### Problems and tasks
A) In the passage on personal identity in process philosophy, in what terms does Charles Hartshorne speak of personal identity?
B) Copy the passage on personal identity in process philosophy word for word, from "Charles Hartshorne’s Whiteheadian" up to and including "control (PR 106-108).".

### Extracted text
----------------

In technical language, personal order characterizes a society when “the genetic relatedness of its members orders these members serially” or when a society “sustains a character” (PR 34-35). Immediately we think of human persons, and rightfully so. In some sense we think of human persons as the same realities from birth to death, but the issue of personal identity is complex in process philosophy, as is well known, due to the belief that the primary, concrete realities are momentary experiences. There is something more abstract involved in attributing identity to these experiences when they are strung together over long stretches of time. As a result, the abstract identity of a human being or a nonhuman animal should not be overemphasized. This is because if, as Whitehead thinks, “life is a bid for freedom,” then human identity (or the soul) cannot be seen as a strictly enduring substance. Both we and nonhuman animals change from moment to moment. That is, human beings and nonhuman animals are living organisms that exhibit self-motion in their reactions to any tradition (PR 90, 104).

Charles Hartshorne’s Whiteheadian way of putting the issue is to speak of personal identity in terms of temporal asymmetry: we are internally related to our pasts, which are already settled (e.g., I cannot change the fact that I was born in Philadelphia), but externally related to our futures, which are partially open to our plastic control (who knows what city I will be in when I die?). “Life is a passage from physical order to pure mental originality” (PR 107). Whitehead’s use of “pure” here is misleading, however, in that it suggests complete central control or strictly mental activity without the body. Rather, Whitehead seems to think that we are somewhat more decentralized than this in that our hearts beat and our hormones secrete largely in ways outside of our control (PR 106-108).

----------------

### Dataset extract
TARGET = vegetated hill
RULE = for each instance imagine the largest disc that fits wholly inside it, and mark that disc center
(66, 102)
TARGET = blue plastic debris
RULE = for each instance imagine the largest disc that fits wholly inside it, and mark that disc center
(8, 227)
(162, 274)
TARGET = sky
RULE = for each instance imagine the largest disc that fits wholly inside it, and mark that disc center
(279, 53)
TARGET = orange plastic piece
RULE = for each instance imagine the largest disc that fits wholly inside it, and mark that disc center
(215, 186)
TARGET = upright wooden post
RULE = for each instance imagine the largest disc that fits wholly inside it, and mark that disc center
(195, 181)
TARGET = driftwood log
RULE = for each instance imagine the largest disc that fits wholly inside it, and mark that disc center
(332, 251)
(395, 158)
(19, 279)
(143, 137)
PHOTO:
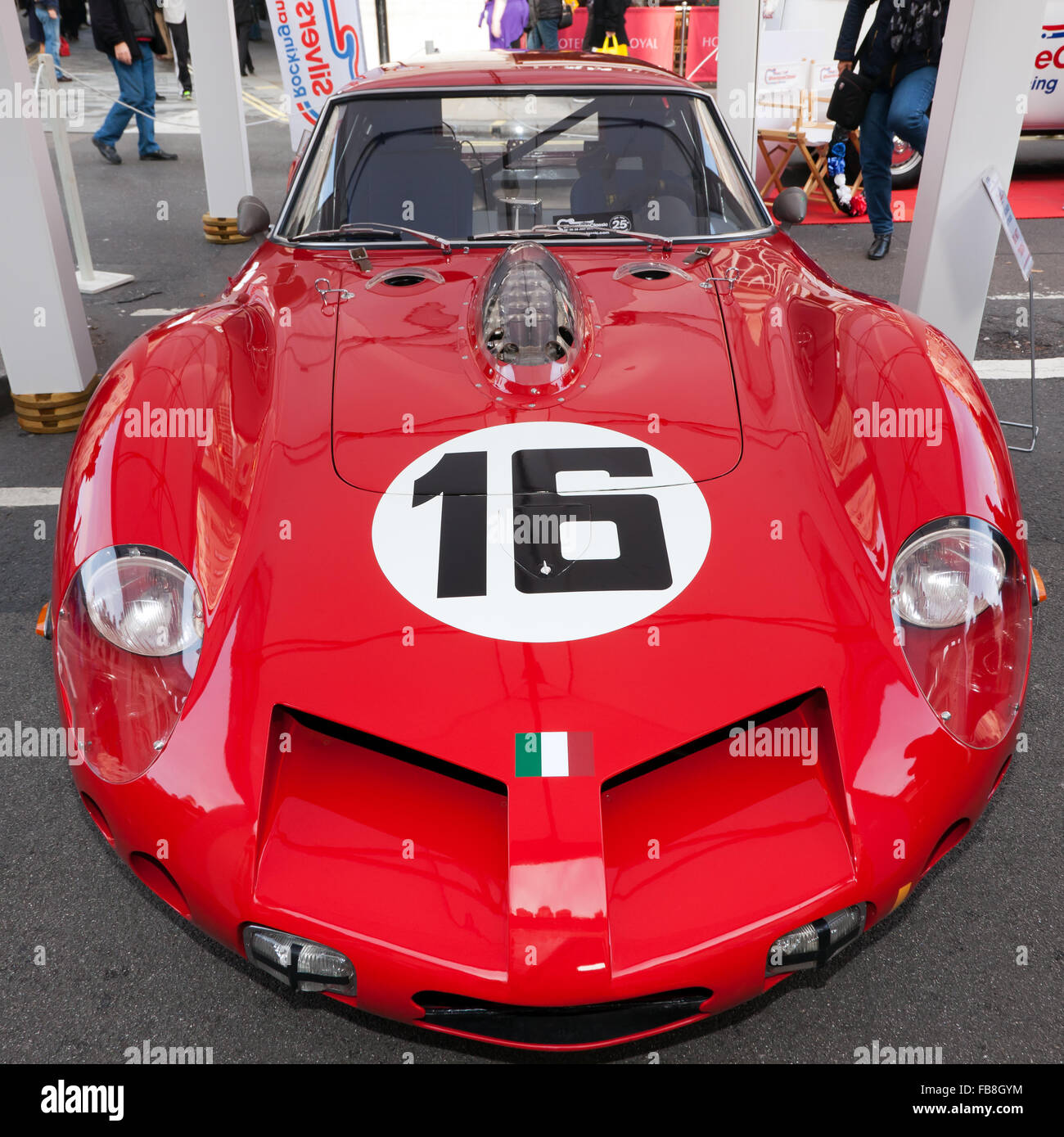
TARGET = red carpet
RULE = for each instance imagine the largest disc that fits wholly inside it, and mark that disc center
(1032, 196)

----------------

### Solutions below
A) He speaks of it in terms of temporal asymmetry.

B)
Charles Hartshorne’s Whiteheadian way of putting the issue is to speak of personal identity in terms of temporal asymmetry: we are internally related to our pasts, which are already settled (e.g., I cannot change the fact that I was born in Philadelphia), but externally related to our futures, which are partially open to our plastic control (who knows what city I will be in when I die?). “Life is a passage from physical order to pure mental originality” (PR 107). Whitehead’s use of “pure” here is misleading, however, in that it suggests complete central control or strictly mental activity without the body. Rather, Whitehead seems to think that we are somewhat more decentralized than this in that our hearts beat and our hormones secrete largely in ways outside of our control (PR 106-108).